(Aim of the exercise) Check every line of the entries below for "bench", and copy the lines that have it.

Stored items
──────────────────────────────
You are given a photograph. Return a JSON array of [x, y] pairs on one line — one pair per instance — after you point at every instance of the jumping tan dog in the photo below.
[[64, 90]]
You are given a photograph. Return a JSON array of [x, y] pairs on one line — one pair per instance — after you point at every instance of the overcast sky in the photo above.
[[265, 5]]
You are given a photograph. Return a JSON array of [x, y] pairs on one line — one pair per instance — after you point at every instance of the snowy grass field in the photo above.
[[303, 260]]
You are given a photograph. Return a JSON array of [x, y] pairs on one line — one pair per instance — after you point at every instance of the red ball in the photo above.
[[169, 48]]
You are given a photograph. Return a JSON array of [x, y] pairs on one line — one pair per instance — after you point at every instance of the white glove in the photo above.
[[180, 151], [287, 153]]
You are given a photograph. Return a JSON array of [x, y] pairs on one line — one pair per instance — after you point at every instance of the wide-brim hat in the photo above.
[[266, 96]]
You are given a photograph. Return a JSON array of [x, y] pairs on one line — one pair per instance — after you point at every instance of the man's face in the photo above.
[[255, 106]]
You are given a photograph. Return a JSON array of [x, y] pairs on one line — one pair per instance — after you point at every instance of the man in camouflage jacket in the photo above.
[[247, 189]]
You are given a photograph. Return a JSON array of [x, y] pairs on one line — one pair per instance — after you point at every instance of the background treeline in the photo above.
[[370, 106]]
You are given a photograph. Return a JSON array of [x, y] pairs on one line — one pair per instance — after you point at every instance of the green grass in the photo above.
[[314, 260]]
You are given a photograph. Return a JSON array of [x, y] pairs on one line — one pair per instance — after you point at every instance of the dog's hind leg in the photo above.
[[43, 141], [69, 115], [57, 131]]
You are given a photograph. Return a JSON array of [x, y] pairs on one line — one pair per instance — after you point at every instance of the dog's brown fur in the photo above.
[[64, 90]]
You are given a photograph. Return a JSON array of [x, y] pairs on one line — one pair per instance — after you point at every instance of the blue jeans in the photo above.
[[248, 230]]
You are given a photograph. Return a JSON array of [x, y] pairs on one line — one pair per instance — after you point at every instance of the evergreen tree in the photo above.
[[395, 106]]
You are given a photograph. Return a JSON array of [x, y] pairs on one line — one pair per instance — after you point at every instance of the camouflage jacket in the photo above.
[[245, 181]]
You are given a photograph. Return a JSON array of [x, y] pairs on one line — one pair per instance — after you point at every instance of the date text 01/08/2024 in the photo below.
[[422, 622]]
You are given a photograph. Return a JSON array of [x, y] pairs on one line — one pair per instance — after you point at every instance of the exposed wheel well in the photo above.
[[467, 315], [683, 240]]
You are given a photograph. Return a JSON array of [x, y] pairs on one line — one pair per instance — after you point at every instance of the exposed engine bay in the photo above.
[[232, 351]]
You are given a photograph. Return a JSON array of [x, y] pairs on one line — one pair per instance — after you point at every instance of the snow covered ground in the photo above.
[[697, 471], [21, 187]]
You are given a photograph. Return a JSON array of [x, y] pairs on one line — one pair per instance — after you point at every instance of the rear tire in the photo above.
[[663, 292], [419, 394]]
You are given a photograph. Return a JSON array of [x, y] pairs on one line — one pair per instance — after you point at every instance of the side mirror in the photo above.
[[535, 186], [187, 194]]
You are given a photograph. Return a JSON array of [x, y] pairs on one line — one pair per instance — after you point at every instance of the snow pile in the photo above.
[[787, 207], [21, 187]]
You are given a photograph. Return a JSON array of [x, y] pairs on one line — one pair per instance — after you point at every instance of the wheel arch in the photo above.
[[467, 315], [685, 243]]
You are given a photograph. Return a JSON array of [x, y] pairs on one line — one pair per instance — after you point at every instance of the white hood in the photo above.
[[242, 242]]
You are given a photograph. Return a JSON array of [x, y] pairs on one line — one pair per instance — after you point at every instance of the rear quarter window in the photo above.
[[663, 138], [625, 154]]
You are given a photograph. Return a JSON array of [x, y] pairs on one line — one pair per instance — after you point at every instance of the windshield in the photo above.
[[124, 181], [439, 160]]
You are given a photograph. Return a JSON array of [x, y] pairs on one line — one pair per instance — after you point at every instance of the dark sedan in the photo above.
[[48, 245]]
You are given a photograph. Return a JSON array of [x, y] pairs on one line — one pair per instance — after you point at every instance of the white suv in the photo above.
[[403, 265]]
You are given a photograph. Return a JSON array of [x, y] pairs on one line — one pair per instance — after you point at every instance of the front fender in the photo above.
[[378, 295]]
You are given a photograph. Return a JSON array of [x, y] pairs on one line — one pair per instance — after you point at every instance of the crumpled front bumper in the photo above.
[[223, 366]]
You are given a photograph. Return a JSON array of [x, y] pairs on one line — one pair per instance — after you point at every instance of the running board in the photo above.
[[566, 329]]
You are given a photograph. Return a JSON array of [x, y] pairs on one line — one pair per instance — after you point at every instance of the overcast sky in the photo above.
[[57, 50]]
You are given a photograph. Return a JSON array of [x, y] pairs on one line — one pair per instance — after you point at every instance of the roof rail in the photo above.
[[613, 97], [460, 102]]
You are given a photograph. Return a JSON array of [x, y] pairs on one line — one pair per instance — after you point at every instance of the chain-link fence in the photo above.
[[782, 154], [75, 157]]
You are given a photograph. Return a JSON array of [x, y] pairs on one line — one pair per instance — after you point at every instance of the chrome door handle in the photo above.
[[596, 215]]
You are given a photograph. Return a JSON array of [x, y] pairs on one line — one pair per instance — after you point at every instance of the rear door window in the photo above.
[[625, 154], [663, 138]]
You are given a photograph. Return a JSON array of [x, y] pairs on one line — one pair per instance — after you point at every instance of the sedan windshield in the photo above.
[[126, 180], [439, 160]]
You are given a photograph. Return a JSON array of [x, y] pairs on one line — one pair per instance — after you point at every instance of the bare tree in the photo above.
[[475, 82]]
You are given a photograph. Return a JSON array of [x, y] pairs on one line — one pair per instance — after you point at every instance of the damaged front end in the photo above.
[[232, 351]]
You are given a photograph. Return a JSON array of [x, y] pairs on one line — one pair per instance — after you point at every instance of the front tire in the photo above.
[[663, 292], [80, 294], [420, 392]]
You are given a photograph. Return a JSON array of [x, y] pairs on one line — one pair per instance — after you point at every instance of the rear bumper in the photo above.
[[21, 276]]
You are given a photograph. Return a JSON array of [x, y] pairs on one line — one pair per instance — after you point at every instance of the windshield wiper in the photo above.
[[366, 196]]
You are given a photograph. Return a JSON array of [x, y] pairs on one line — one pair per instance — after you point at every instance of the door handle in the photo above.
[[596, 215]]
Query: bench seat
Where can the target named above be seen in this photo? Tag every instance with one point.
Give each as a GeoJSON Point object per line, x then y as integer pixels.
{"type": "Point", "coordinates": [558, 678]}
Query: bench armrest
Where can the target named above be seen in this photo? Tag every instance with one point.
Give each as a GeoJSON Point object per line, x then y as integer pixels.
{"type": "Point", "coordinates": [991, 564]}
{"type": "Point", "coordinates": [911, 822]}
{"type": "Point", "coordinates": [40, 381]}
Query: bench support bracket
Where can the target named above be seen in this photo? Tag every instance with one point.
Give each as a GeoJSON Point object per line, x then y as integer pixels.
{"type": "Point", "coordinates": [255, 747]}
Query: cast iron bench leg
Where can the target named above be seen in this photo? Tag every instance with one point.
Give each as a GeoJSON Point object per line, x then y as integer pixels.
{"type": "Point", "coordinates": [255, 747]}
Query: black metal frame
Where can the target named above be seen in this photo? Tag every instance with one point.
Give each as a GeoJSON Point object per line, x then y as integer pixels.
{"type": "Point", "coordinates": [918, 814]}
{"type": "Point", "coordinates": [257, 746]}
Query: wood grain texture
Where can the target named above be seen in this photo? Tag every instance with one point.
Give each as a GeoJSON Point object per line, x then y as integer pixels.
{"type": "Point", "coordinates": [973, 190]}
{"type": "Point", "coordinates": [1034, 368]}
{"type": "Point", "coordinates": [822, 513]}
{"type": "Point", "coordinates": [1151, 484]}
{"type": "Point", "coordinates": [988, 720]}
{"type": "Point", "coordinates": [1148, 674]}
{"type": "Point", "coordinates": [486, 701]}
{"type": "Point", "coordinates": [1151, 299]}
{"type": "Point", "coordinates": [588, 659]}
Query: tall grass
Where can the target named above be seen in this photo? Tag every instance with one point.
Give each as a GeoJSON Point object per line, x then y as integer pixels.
──────────────────────────────
(Completed exercise)
Query: bench seat
Query: bench armrest
Query: bench support bracket
Query: cast iron bench leg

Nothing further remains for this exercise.